Set exercise => Carry on the forum thread below about porting study-group notebooks to fastai 2.0, starting right after its last post.

Excerpted passage =>
+++

For a bit of background, this past year at my university I ran my own “study group” where I proctored my own rendition of Practical Deep Learning for Coders. In this I focused more on a datatype by datatype basis each lecture and went in-depth into each. I knew that eventually I wanted to redo these notebooks into 2.0 for the Spring when I kicked it off again, but as I designed the whole thing to be intro friendly, I have decided to do it now and port 2.0 over. In these notebooks I will go over the high-level API differences so that those who may only stay at this level right now don’t get too overwhelmed by all the new information that 2.0 brings.
The first few notebooks will be very similar to the original course as it’s a great introduction, and then branching off from there. The first one is available here where I go over PETs! Over the next week or two, I’ll slowly be bringing in more notebooks and converting them over.
Thanks @amritv I just uploaded a tabular example, I’m working on getting an example with Tabular RAPIDs next, and then Baysian optimization, k-folds, along with Regression (rossmann)
<ipython-input-3-352c3a9f46af> in <module>() 1 from fastai2.basics import * ----> 2 from fastai2.callback.all import * 3 from fastai2.vision.all import *
Thanks @Jeremy! It means a lot hearing that from you I’ll try to not step on @sgugger’s toes too much then. These will focus more on a direct comparison of what’s new and some nice implementations (feature importance, Ranger, etc)

+++

Extracted material =>
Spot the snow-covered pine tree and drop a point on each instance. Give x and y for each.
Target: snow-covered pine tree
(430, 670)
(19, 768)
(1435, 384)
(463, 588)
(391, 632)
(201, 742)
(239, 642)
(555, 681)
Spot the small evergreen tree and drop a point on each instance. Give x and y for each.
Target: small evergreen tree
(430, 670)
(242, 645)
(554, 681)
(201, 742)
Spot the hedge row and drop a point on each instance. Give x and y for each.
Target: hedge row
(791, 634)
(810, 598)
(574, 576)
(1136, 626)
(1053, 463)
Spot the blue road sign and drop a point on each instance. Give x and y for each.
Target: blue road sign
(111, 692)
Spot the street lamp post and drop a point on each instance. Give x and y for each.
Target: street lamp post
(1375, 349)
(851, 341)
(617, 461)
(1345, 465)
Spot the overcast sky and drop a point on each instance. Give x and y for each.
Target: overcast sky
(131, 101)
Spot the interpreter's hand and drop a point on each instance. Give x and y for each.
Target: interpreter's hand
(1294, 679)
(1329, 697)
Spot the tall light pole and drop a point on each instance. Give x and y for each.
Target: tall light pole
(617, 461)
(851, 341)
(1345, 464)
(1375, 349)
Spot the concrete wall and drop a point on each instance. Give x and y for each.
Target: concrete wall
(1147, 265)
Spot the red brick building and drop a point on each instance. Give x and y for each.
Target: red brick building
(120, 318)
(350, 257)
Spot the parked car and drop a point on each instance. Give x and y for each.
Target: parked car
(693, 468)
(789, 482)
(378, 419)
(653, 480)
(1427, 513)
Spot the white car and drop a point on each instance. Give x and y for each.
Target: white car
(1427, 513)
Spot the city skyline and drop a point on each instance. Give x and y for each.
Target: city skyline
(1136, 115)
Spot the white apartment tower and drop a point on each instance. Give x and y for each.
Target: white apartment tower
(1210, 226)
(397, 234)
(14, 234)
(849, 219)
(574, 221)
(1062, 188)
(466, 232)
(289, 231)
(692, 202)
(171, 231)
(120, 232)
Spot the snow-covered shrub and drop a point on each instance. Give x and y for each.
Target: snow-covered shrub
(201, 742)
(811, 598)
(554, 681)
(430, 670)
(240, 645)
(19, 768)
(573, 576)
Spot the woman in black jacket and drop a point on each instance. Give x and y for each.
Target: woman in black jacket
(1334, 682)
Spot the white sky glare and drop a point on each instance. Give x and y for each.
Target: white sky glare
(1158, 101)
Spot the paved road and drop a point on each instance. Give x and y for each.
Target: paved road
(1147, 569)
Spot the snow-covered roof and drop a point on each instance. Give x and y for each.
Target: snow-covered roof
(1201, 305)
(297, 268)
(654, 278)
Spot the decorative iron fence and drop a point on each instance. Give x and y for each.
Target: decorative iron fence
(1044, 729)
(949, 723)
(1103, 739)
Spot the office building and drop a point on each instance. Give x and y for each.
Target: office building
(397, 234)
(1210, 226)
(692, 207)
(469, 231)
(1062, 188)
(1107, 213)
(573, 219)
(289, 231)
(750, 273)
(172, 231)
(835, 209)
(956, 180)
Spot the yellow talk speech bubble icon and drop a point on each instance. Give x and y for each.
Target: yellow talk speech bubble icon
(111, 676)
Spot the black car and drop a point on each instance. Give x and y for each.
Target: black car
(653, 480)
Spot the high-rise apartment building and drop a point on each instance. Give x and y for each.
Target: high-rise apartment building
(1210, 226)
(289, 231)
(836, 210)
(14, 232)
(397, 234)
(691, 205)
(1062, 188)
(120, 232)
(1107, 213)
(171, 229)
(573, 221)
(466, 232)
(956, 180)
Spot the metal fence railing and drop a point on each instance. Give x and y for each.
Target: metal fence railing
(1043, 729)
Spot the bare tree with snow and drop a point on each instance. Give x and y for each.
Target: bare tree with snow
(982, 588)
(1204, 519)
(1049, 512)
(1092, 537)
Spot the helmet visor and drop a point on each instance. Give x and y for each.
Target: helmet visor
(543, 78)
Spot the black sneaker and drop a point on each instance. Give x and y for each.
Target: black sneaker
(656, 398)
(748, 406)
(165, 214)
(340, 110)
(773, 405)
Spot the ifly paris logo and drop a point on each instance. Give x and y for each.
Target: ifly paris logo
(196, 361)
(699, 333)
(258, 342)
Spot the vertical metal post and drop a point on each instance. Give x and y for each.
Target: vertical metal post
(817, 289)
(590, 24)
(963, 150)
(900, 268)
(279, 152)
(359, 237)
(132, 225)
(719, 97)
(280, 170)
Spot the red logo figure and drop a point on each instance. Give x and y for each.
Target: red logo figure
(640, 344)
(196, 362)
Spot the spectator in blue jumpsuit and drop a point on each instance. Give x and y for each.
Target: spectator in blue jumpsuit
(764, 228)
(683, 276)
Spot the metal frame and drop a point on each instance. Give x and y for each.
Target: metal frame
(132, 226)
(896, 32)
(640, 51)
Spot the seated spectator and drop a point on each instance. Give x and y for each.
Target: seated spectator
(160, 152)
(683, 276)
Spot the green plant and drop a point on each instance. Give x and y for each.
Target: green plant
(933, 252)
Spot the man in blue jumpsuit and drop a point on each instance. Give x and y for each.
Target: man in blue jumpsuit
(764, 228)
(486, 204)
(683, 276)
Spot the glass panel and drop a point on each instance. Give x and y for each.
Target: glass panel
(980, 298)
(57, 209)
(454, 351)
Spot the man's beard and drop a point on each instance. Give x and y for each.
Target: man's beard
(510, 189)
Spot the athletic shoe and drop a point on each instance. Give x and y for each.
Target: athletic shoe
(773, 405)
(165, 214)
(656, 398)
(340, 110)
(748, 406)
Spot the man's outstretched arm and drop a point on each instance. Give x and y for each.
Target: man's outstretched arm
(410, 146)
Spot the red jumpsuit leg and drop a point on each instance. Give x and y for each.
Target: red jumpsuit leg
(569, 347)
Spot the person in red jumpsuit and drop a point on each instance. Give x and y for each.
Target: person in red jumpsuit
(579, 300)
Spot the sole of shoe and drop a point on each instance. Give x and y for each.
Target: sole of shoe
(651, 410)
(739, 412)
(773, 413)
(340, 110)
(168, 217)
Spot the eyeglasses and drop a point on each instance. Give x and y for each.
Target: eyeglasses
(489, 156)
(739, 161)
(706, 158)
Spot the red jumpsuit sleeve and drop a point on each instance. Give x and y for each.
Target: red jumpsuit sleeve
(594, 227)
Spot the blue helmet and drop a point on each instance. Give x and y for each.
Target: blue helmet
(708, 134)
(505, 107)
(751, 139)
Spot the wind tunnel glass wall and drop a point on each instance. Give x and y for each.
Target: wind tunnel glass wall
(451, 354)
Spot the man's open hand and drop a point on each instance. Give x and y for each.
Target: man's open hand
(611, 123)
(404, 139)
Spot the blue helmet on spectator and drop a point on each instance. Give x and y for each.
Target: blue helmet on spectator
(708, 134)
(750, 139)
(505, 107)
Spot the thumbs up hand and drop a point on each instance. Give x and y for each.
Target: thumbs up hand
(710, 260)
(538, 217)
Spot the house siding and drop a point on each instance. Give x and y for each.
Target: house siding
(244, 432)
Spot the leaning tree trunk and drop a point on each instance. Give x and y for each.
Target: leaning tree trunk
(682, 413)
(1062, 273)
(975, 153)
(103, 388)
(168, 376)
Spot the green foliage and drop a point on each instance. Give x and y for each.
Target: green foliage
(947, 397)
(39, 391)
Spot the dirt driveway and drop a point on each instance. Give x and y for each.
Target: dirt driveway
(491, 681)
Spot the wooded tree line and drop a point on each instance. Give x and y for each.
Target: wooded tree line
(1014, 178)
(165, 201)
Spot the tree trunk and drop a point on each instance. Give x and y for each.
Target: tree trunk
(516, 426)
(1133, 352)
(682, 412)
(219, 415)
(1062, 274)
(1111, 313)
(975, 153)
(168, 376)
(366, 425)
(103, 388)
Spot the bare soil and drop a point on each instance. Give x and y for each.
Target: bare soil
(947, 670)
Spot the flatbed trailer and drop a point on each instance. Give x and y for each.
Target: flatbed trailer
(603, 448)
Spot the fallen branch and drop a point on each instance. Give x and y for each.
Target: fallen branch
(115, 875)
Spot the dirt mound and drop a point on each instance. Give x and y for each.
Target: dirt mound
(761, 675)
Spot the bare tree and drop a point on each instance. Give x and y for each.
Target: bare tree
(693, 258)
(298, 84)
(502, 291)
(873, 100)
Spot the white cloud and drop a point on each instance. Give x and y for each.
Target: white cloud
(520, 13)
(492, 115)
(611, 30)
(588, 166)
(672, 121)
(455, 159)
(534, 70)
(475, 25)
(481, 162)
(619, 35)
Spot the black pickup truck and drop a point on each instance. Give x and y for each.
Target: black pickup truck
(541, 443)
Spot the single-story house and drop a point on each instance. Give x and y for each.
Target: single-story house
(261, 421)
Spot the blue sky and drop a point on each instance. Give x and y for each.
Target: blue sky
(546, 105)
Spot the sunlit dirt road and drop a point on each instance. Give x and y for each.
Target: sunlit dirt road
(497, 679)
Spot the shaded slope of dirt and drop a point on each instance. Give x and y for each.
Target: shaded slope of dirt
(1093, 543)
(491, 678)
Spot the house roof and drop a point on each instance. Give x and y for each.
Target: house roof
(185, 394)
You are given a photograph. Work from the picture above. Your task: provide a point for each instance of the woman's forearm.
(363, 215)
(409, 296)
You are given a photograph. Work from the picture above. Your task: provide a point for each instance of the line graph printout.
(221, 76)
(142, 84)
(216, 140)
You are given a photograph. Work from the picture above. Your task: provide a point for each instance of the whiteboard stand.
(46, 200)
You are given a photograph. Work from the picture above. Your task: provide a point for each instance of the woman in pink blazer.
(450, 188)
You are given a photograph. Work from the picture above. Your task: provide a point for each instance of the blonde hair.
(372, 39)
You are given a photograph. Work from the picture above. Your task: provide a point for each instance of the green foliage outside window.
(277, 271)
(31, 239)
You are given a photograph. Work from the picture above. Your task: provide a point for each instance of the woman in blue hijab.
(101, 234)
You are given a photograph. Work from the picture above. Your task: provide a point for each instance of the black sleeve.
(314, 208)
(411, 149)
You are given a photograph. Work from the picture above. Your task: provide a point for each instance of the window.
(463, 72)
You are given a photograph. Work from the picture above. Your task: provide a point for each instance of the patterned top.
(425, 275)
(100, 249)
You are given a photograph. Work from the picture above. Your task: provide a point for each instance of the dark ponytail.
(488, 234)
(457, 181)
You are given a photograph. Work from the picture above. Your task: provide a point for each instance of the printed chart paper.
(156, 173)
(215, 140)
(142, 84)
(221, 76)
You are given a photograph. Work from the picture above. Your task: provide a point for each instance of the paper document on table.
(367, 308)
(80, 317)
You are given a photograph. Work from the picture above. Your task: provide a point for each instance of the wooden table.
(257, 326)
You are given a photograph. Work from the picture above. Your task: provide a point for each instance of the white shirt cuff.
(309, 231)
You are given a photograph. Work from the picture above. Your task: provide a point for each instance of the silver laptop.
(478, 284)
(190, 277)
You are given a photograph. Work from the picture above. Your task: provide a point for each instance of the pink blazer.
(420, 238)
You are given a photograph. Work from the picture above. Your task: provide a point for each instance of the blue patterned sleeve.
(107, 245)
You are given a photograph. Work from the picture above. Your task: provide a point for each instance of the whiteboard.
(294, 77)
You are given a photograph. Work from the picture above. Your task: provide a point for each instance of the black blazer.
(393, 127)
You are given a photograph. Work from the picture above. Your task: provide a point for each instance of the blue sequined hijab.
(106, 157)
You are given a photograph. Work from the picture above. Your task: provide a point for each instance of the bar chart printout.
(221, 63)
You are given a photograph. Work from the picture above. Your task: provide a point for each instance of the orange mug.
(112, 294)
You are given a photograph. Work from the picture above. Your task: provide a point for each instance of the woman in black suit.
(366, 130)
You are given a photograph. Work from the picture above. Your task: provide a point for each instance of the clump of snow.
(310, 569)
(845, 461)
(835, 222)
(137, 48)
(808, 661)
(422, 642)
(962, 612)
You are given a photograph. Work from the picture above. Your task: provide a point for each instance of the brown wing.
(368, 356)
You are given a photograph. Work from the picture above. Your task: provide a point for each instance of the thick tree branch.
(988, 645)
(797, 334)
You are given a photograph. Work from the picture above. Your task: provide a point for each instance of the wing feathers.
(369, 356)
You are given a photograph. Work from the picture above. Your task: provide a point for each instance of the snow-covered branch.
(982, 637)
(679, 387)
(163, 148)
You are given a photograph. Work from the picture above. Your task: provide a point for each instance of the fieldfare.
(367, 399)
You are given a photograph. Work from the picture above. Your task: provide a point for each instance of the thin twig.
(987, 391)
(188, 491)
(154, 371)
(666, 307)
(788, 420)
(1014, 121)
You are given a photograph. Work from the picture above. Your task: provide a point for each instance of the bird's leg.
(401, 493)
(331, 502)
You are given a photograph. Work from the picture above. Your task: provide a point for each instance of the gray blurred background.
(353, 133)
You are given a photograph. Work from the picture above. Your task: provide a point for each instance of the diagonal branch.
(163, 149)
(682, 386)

+++

Expected answer =>
I’ve updated notebooks 1 and 2 now with ImageDataBunch examples as well as the full PipeLine (also from folder now works how we’re used to! Thanks Sylvain!)
So I was hoping for a RAPIDs notebook, but Colab is not seeming to let me use a T4 instance… otherwise I have a multi-label classification based on sgugger’s example
Hi. @muellerzr, trying to understand why importances in your notebook look not familiar to me (if I read importances correctly the top feature is responsible for only 3% of accuracy) as I compare it with my football case, where top feature is 30%-important, I have noticed that you calculate FI on a separate set. Have I understood it correctly?
If so it raises a serious question, should we calculate FI on a whole set (including the one we trained our model) or on a separate one (to try to be unbiased)?
I have thought about it a bit beforehand and for now my mind is the following. As we, in this type of FI calculation, strictly speaking, more analyse the model itself than the data, we can use the whole dataset. It allows us a) use more data (which can be important when there is a scarcity of it) and b)maybe get more clear results as unaccuracy l of the test (never seen by the model) set is too big and have often the same order of magnitude than permutaion unaccuracy. I mean that (base_error - value) can be more chaotic as base_error is as big as value.
By the way, I don’t really remember if Jeremy mentioned something regarding this topic on it in the video with Feature Importance concept
Hi @Pak! To answer your question, I chose (and have been using) a separate test entirely for a few reasons. I wanted FI to be focused on how my model is behaving on unseen data, to see what in the real world my model will do. This is two-fold, as it eliminates any biases during training in my features, and also allows for a better understanding of that model’s behavior during post-production.
Jeremy went over it briefly in the Intro to ML course, and I cannot recall correctly if he did permutation importance (it was random forests then)
Let me know if you have any thoughts or questions!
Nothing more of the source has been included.